ZU LÖSENDE AUFGABE: Ermitteln Sie jede Zeile der nachfolgenden Auflistung, welche die Zeichenfolge „jersey“ enthält, und geben Sie diese Zeilen unverändert wieder. Beachten Sie dabei die Groß- und Kleinschreibung.

● ● ● ●

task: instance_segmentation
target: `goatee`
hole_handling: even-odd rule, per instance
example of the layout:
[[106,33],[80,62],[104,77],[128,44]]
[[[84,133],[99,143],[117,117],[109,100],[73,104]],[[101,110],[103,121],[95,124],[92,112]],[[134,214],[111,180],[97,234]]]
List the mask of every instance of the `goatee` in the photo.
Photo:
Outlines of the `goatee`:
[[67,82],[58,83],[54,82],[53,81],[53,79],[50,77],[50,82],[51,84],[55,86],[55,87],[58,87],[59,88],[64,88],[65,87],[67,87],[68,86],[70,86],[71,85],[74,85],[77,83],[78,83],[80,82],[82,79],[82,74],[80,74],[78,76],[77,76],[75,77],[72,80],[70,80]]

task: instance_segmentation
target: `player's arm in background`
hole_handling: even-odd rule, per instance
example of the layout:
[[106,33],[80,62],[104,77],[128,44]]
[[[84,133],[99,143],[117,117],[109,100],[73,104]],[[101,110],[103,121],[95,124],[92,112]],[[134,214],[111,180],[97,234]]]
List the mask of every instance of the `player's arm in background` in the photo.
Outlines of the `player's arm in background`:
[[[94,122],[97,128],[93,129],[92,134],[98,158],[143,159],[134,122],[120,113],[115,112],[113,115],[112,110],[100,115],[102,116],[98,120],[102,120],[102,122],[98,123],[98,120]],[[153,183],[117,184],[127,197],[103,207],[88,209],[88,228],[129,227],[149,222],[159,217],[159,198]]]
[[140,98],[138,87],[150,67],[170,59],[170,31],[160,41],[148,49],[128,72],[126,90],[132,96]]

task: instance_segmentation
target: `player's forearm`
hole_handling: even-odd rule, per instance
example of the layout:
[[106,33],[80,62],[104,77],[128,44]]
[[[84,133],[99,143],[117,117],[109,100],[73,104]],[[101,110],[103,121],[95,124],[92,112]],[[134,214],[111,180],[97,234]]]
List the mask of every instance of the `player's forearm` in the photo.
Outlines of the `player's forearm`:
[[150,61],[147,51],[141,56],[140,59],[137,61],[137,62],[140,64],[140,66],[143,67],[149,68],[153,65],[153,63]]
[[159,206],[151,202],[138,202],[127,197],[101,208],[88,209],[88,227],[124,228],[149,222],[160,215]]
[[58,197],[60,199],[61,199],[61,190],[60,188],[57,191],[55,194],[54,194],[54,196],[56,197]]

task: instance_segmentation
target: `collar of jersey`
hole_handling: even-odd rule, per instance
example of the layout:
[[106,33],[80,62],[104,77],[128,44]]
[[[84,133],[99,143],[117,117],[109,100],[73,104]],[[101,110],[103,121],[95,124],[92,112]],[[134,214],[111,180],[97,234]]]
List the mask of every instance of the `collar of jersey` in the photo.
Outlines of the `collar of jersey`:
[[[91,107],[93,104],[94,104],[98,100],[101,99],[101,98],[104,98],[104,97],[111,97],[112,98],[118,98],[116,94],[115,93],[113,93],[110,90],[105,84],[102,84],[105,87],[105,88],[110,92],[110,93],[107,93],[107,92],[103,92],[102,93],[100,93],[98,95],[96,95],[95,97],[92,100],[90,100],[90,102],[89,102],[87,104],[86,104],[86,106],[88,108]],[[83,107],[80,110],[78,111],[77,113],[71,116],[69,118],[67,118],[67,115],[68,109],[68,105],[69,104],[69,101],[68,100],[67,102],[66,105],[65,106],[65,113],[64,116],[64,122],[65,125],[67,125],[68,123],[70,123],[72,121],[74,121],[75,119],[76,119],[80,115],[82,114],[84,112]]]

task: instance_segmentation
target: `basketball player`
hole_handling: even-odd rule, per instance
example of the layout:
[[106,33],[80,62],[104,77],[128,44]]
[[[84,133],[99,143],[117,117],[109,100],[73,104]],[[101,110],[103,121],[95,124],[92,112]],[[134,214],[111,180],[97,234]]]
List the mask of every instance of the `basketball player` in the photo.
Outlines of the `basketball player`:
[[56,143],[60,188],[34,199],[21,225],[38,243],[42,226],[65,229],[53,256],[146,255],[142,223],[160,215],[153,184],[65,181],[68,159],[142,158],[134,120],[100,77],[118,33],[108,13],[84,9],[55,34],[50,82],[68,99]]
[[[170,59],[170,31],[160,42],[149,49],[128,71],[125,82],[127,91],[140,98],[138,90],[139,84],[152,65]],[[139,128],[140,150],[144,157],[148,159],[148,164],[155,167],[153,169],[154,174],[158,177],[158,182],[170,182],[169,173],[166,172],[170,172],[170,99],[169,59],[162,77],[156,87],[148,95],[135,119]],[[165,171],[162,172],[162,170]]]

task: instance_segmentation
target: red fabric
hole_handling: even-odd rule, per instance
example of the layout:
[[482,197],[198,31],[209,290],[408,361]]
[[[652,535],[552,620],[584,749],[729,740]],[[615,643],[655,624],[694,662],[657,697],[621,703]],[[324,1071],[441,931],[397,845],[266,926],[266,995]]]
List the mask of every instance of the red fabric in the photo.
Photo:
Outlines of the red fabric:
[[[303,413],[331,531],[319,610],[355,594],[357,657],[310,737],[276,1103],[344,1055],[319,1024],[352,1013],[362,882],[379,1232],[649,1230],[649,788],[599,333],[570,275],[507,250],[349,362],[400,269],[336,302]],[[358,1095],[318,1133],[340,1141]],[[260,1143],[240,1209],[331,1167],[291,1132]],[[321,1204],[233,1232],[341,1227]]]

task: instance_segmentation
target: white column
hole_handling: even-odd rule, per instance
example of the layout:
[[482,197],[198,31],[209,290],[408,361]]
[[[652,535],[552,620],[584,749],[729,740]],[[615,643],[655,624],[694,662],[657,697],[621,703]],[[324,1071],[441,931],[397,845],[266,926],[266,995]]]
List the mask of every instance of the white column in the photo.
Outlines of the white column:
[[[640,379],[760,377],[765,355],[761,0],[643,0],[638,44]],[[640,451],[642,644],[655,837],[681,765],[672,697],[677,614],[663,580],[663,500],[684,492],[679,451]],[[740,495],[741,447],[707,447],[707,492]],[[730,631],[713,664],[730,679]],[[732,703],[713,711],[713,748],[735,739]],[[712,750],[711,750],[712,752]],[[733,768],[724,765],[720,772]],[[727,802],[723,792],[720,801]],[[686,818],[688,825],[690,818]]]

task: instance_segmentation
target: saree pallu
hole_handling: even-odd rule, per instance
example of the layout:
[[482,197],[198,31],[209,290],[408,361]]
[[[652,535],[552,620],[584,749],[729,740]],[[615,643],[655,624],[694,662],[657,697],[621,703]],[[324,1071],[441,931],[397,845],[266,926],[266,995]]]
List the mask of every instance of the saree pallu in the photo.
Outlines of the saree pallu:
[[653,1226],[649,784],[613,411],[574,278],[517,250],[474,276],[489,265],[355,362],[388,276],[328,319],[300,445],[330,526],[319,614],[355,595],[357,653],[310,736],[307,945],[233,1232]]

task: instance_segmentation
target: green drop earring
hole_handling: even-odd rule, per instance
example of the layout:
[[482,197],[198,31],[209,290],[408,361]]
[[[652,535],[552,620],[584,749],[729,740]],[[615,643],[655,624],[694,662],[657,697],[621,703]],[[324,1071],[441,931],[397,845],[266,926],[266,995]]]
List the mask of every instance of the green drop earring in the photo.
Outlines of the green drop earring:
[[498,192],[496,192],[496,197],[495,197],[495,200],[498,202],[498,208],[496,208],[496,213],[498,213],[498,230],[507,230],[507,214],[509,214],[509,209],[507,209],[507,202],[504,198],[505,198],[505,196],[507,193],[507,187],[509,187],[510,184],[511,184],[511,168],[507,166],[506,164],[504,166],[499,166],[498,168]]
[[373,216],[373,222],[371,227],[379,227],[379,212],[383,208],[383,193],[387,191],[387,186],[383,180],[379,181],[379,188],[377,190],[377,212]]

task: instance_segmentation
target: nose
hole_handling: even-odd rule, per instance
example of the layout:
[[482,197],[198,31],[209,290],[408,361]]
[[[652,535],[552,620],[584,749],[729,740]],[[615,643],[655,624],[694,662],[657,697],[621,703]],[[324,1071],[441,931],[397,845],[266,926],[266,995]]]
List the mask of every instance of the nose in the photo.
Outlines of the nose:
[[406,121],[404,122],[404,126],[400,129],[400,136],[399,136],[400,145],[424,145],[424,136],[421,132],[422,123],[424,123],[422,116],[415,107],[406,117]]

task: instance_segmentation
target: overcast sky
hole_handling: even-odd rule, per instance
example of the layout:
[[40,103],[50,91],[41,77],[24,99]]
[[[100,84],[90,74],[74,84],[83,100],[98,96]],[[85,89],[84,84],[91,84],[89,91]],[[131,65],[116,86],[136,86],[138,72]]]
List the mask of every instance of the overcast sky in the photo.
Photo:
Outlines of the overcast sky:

● ● ● ●

ERGEBNIS DER AUFGABE:
target: `collar of jersey`
List the mask of every instance of the `collar of jersey` in the photo.
Outlines of the `collar of jersey`:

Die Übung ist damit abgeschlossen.